Список заданий:
**a.** Воспроизведите дословно фрагмент текста о женской гимназии: всё от слов «При гимназіи есть» и ниже, вплоть до слов «шитье, рисованіе, этикетъ.».
**b.** Как мог бы продолжаться текст о женской гимназии? Допишите его следующую часть, начиная сразу после последнего приведённого предложения.

Исходный текст:
╔══

При гимназіи есть пансіонъ на семьдесятъ ученицъ съ тою же платою въ восемь йенъ въ мѣсяцъ. Директоръ и два секретаря гимназіи мужчины; изъ общаго числа учителей семеро мужчинъ и шесть женщинъ. Мужскіе учителя, разумѣется, преподаютъ «серьезные» предметы, а женщины — вышиваніе, шитье, рисованіе, этикетъ.
Гимназія существуетъ сравнительно недавно и имѣетъ четыре класса при семи отдѣленіяхъ; но послѣдній, четвертый, классъ еще не открытъ.

╚══

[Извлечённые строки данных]
╔══

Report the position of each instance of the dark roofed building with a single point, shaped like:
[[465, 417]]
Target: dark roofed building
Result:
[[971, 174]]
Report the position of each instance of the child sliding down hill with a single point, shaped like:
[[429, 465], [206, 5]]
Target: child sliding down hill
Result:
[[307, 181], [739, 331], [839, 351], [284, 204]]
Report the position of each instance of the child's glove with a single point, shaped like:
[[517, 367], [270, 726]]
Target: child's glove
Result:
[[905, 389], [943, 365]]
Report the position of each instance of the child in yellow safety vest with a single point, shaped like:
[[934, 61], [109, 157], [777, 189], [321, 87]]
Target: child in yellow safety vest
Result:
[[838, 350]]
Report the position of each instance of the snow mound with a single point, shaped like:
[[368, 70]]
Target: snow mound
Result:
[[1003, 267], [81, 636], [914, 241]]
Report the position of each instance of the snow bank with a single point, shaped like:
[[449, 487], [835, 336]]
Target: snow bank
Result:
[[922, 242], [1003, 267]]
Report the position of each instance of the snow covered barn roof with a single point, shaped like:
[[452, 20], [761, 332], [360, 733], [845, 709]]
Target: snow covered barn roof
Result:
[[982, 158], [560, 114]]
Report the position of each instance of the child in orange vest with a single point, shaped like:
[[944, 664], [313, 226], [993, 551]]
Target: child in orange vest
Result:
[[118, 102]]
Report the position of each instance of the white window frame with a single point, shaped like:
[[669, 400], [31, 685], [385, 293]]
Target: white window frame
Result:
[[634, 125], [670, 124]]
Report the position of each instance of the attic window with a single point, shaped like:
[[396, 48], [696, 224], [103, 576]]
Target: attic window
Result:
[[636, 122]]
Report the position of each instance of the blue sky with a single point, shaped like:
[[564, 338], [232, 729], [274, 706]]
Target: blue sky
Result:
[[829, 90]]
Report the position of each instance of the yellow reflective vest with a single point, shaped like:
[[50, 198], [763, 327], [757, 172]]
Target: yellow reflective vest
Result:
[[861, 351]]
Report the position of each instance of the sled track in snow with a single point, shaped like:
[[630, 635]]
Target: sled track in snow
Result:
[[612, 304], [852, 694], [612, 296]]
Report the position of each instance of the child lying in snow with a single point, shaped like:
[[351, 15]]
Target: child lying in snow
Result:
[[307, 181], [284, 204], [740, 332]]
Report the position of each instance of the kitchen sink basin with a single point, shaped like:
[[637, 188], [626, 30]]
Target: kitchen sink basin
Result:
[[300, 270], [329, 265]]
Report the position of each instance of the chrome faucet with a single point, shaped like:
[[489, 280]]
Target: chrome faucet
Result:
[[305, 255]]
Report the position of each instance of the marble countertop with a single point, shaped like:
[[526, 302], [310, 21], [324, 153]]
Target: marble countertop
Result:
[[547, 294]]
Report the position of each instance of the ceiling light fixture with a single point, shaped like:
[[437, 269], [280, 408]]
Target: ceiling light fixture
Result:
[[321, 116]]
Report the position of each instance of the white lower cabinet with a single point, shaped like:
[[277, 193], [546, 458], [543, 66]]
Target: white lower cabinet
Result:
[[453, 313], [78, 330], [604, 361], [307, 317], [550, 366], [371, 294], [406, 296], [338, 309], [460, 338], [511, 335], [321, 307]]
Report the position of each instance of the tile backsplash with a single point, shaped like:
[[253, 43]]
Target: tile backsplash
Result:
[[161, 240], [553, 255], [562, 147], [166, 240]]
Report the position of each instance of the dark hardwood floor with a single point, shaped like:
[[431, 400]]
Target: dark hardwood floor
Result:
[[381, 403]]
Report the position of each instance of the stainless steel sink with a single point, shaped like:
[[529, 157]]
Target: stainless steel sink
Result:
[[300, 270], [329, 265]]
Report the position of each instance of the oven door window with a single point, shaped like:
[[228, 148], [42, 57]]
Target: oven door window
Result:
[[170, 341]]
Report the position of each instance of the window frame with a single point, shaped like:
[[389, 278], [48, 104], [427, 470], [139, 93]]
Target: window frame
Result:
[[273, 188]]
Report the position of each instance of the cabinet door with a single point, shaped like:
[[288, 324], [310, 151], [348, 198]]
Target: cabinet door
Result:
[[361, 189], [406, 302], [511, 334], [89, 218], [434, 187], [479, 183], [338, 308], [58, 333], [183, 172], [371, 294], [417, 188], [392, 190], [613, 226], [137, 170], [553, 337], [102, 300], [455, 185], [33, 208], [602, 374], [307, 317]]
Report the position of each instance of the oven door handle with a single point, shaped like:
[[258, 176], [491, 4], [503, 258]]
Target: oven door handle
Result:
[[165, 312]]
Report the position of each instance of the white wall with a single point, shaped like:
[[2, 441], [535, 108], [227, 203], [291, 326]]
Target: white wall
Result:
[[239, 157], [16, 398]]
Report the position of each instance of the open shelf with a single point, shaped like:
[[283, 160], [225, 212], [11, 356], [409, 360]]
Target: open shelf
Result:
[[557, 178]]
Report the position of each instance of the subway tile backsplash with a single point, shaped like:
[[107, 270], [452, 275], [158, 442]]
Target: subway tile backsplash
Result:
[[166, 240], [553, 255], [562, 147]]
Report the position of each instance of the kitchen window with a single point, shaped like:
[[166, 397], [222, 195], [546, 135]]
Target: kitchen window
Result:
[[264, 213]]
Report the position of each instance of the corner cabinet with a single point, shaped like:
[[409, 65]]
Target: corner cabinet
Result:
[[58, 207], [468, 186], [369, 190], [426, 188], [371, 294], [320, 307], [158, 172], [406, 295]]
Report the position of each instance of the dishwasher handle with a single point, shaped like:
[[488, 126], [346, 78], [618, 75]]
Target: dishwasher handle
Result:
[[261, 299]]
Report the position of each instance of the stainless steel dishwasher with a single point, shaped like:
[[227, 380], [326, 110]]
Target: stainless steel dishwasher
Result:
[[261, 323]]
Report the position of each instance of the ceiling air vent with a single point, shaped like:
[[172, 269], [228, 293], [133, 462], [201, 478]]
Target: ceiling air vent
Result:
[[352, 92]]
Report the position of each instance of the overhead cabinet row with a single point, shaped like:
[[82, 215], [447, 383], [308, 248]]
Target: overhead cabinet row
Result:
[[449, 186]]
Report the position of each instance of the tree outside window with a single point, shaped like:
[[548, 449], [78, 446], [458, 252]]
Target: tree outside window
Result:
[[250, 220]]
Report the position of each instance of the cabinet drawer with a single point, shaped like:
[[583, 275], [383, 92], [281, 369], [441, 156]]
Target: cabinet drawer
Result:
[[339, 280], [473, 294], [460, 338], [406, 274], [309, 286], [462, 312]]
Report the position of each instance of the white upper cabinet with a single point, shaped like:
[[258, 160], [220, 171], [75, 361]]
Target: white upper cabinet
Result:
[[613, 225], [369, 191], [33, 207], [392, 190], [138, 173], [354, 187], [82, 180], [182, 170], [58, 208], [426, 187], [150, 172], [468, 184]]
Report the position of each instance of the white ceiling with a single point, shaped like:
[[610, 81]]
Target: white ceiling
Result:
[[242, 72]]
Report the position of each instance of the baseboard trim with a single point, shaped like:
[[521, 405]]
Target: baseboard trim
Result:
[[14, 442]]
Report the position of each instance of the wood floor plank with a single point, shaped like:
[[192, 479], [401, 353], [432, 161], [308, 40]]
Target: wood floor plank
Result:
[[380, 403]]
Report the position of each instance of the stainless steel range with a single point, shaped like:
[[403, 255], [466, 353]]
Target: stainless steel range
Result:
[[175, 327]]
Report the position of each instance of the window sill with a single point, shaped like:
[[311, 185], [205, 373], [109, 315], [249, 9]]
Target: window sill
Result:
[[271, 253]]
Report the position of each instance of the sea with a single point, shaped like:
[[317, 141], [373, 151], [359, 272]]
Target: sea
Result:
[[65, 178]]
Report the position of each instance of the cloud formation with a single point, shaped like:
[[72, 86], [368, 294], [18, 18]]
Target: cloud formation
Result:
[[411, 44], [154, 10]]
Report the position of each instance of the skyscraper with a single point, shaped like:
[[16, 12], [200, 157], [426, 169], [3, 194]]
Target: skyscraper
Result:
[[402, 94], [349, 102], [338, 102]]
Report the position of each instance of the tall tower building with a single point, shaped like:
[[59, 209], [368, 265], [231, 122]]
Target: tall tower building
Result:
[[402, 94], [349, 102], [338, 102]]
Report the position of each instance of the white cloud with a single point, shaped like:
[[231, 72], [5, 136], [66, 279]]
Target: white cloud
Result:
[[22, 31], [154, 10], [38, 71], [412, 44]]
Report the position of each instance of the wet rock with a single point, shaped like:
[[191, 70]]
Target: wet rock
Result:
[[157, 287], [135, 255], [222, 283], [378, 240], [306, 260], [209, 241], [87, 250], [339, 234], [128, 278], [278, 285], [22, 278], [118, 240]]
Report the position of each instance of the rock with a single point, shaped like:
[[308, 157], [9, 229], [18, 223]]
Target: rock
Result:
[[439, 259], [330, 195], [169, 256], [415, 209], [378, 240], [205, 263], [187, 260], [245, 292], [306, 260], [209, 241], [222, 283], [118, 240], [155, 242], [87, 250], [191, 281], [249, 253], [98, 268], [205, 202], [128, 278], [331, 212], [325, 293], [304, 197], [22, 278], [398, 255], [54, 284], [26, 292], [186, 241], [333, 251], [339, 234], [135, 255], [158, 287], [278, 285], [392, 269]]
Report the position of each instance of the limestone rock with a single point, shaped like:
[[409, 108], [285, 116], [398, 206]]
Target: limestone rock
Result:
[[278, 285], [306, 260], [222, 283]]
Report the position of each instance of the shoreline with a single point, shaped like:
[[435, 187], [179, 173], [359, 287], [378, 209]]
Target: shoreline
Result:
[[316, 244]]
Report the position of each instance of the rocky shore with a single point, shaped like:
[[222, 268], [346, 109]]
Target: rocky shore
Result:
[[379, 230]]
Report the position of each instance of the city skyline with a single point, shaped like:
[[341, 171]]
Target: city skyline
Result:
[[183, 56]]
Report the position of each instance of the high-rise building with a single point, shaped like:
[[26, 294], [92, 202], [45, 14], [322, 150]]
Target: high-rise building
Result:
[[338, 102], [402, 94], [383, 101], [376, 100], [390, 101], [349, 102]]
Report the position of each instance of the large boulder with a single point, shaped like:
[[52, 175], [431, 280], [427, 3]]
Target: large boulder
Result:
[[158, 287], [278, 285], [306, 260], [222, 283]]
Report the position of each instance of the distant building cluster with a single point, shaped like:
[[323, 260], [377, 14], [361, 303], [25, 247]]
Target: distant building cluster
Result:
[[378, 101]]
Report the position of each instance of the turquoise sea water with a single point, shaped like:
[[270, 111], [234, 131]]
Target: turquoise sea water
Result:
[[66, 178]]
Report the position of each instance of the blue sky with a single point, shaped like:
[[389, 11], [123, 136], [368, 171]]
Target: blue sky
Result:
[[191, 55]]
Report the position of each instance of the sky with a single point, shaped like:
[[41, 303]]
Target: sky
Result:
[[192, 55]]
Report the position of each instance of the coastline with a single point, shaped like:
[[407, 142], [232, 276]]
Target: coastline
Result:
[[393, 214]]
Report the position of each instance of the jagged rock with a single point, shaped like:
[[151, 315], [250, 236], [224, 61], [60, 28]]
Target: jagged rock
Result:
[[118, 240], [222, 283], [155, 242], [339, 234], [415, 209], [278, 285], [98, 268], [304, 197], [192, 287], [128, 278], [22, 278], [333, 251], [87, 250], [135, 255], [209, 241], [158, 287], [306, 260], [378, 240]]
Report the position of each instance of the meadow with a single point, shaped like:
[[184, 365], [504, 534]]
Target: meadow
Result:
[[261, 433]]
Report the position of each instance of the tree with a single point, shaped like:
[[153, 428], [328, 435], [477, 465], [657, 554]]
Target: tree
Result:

╚══

Список ответов:
**a.**
При гимназіи есть пансіонъ на семьдесятъ ученицъ съ тою же платою въ восемь йенъ въ мѣсяцъ. Директоръ и два секретаря гимназіи мужчины; изъ общаго числа учителей семеро мужчинъ и шесть женщинъ. Мужскіе учителя, разумѣется, преподаютъ «серьезные» предметы, а женщины — вышиваніе, шитье, рисованіе, этикетъ.

**b.**
Къ двумъ часамъ пополудни стало такъ жарко, что даже мой японскій спутникъ почувствовалъ изнеможеніе и, вмѣсто того, чтобы ѣхать съ нами, какъ было условлено, въ буддійскій храмъ, предложилъ зайти къ нему домой и переждать самые тяжелые часы дня. Онъ жилъ въ двухъ шагахъ, въ небольшомъ, но благоустроенномъ домикѣ, наемъ котораго стоилъ ему вмѣстѣ съ садомъ семь рублей въ мѣсяцъ. Онъ, впрочемъ, жаловался на дороговизну и сѣтовалъ на то, что квартирная плата растетъ въ Нійгата съ невѣроятной быстротой. Конечно, все его жалованье составляло только шестьдесятъ рублей въ мѣсяцъ, изъ которыхъ онъ еще умудрялся откладывать ежемѣсячно двадцать рублей. Тѣмъ не менѣе, домашняя обстановка не обнаруживала скудости. Комнаты были уставлены дорогими лакированными вещами, а въ ящикахъ скрывались цѣлыя сокровища гравюръ, вышивокъ, рукописныхъ книгъ. Положимъ, имѣя такъ мало расходовъ на пищу и одежду, можно украсить свое жилище даже при самыхъ ничтожныхъ доходахъ. Обѣдъ, которымъ онъ насъ угостилъ, былъ совершенно воздушенъ, почти призраченъ, какъ будто мы обѣдали во снѣ.
— Въ японскомъ обѣдѣ цѣнится стиль, — говорилъ намъ въ утѣшеніе любезный хозяинъ, — и стиль этотъ совсѣмъ иной, чѣмъ въ Европѣ.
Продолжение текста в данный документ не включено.